**Written task:**
Output every record below exactly as it appears.

^^^^

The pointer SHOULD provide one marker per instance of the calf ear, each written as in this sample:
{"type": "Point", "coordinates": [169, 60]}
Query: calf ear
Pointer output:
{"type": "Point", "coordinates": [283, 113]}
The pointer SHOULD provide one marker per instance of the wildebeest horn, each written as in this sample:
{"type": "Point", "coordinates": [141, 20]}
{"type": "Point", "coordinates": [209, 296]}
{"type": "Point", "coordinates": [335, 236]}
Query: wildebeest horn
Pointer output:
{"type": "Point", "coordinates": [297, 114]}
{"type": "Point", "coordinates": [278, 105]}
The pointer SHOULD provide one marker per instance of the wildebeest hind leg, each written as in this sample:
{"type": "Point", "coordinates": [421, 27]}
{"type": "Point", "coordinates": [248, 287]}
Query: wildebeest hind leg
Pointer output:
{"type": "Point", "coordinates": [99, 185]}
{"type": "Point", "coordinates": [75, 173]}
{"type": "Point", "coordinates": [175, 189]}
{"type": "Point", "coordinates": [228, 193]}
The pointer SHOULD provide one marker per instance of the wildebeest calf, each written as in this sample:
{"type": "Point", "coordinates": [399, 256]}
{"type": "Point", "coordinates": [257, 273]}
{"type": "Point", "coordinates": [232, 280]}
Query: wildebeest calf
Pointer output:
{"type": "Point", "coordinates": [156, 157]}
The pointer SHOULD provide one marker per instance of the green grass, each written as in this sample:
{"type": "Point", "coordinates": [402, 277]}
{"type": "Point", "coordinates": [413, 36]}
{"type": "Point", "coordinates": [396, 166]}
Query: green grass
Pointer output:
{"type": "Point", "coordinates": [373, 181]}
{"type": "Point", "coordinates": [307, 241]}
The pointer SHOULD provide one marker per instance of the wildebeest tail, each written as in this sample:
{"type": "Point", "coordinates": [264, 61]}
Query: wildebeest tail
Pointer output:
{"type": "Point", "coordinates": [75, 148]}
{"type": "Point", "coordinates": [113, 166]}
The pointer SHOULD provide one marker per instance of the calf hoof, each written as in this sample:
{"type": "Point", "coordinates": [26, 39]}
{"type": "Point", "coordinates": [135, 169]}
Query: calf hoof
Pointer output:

^^^^

**Answer to the task:**
The pointer SHOULD provide one marker per instance of the calf ear, each written as in this sample:
{"type": "Point", "coordinates": [169, 60]}
Query: calf ear
Pointer output:
{"type": "Point", "coordinates": [283, 113]}
The pointer SHOULD provide one marker per instance of the wildebeest horn, each written as in this sample:
{"type": "Point", "coordinates": [141, 20]}
{"type": "Point", "coordinates": [209, 296]}
{"type": "Point", "coordinates": [335, 236]}
Query: wildebeest horn
Pointer output:
{"type": "Point", "coordinates": [297, 114]}
{"type": "Point", "coordinates": [278, 105]}
The pointer SHOULD provide one marker per instance of the wildebeest hind leg, each written as in this sample:
{"type": "Point", "coordinates": [421, 27]}
{"type": "Point", "coordinates": [248, 287]}
Query: wildebeest hind leg
Pointer output:
{"type": "Point", "coordinates": [99, 185]}
{"type": "Point", "coordinates": [75, 173]}
{"type": "Point", "coordinates": [175, 189]}
{"type": "Point", "coordinates": [228, 193]}
The pointer SHOULD provide one marker per instance of the wildebeest calf, each written as in this sample:
{"type": "Point", "coordinates": [399, 256]}
{"type": "Point", "coordinates": [257, 273]}
{"type": "Point", "coordinates": [232, 280]}
Query: wildebeest calf
Pointer output:
{"type": "Point", "coordinates": [156, 157]}
The pointer SHOULD provide one marker per instance of the green grass, each written as in this sample:
{"type": "Point", "coordinates": [402, 277]}
{"type": "Point", "coordinates": [413, 36]}
{"type": "Point", "coordinates": [396, 166]}
Query: green grass
Pointer output:
{"type": "Point", "coordinates": [373, 181]}
{"type": "Point", "coordinates": [307, 241]}
The pointer SHOULD provide one marker per instance of the wildebeest tail, each written as in this sample:
{"type": "Point", "coordinates": [264, 61]}
Query: wildebeest tail
Pointer output:
{"type": "Point", "coordinates": [75, 148]}
{"type": "Point", "coordinates": [113, 166]}
The pointer SHOULD provide one marker per instance of the calf hoof, each written as in this sample:
{"type": "Point", "coordinates": [26, 39]}
{"type": "Point", "coordinates": [135, 169]}
Query: calf hoof
Pointer output:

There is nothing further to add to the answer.